##### Article #####

Add remark on multithreading/multiple GPU limitations that FourierFlows.jl imposes
navidcy opened this issue · 4 comments
We should add a remark in the README and in the Docs on this.
[This was mentioned by @ranocha's in their review remarks.]
Regarding multiple GPUs, probably calling a Problem
constructor with dev=GPU()
forced CUDA.jl to use device=0...(?)
E.g., when I asked for 3 GPUs on the HPC I got:
On a machine with 3
julia> prob = SingleLayerQG.Problem(GPU(); nx=n, ny=n+2, Lx=L, β=β, μ=μ, dt=dt, stepper=stepper)
Problem
├─────────── grid: grid (on GPU)
├───── parameters: params
├────── variables: vars
├─── state vector: sol
├─────── equation: eqn
├────────── clock: clock
└──── timestepper: FilteredRK4TimeStepper
shell> nvidia-smi
Tue Mar 9 15:20:01 2021
+-----------------------------------------------------------------------------+
| NVIDIA-SMI 450.80.02 Driver Version: 450.80.02 CUDA Version: 11.0 |
|-------------------------------+----------------------+----------------------+
| GPU Name Persistence-M| Bus-Id Disp.A | Volatile Uncorr. ECC |
| Fan Temp Perf Pwr:Usage/Cap| Memory-Usage | GPU-Util Compute M. |
| | | MIG M. |
|===============================+======================+======================|
| 0 Tesla V100-SXM2... On | 00000000:3D:00.0 Off | 0 |
| N/A 35C P0 57W / 300W | 410MiB / 32510MiB | 0% Default |
| | | N/A |
+-------------------------------+----------------------+----------------------+
| 1 Tesla V100-SXM2... On | 00000000:3E:00.0 Off | 0 |
| N/A 33C P0 41W / 300W | 3MiB / 32510MiB | 0% Default |
| | | N/A |
+-------------------------------+----------------------+----------------------+
| 2 Tesla V100-SXM2... On | 00000000:B2:00.0 Off | 0 |
| N/A 35C P0 42W / 300W | 3MiB / 32510MiB | 0% Default |
| | | N/A |
+-------------------------------+----------------------+----------------------+
+-----------------------------------------------------------------------------+
| Processes: |
| GPU GI CI PID Type Process name GPU Memory |
| ID ID Usage |
|=============================================================================|
| 0 N/A N/A 12191 C ...ta/v45/nc3020/julia/julia 407MiB |
+-----------------------------------------------------------------------------+
julia>
I think CUDA.jl
may pick this GPU by default. I think the best solution is to link to CUDA.jl
documentation for choosing a device. Users are also able to do fancier things, like run two problems side by side on different GPUs (some explanation is provided in the CUDA.jl docs for this).
Could you point to this explanation and I’ll add a not in our docs.

##### Supplied records #####

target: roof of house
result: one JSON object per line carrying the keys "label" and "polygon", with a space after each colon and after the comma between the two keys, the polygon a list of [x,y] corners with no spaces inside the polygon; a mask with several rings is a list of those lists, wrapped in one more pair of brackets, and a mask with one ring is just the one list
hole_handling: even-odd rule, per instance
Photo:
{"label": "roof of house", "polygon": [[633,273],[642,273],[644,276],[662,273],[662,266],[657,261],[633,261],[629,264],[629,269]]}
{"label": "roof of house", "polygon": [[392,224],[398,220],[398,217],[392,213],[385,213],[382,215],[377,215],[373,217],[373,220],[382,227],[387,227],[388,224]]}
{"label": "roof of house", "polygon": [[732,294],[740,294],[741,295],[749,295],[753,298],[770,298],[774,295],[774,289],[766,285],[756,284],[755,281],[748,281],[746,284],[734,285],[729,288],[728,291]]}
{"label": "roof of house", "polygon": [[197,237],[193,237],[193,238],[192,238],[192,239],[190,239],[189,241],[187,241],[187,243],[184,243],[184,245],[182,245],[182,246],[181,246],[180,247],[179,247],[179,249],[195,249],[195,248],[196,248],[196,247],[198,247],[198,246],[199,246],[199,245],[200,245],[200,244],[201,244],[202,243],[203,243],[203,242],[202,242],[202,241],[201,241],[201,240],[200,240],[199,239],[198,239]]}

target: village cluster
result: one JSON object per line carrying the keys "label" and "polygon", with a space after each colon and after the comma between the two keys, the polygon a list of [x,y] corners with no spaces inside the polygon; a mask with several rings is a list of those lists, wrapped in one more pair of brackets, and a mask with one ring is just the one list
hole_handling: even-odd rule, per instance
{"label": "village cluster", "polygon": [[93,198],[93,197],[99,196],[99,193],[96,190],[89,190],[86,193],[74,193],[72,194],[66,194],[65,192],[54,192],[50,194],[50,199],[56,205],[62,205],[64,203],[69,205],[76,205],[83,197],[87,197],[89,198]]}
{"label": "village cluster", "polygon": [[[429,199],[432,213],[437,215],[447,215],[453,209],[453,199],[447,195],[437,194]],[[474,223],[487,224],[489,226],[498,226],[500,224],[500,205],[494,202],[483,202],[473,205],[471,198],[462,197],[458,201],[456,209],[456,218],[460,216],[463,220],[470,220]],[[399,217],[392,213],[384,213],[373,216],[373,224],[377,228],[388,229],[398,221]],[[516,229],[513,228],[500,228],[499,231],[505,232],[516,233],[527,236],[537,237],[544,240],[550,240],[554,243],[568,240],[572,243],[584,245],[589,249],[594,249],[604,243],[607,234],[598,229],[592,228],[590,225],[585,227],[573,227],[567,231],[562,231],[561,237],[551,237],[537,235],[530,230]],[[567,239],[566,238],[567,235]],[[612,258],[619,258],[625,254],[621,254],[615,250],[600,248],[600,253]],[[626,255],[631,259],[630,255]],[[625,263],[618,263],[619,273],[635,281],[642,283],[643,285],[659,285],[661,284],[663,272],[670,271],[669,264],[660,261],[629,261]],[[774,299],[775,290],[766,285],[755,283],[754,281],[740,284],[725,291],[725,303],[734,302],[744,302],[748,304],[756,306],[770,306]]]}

#####

Exercises>
1. According to the issue thread, where should the remark on multithreading and multiple GPU limitations be added?
2. State whether each statement agrees with the issue thread, answering yes or no and quoting the deciding words. (a) The remark was mentioned by @ranocha in review remarks. (b) Three GPUs were requested on the HPC. (c) The proposed best solution is to write a custom device-selection routine within FourierFlows.jl.
The lines after the issue thread are not needed.

Worked solutions>
1. In the README and in the Docs.

2.
(a) Yes: "This was mentioned by @ranocha's in their review remarks."
(b) Yes: "when I asked for 3 GPUs on the HPC"
(c) No: "I think the best solution is to link to CUDA.jl documentation for choosing a device."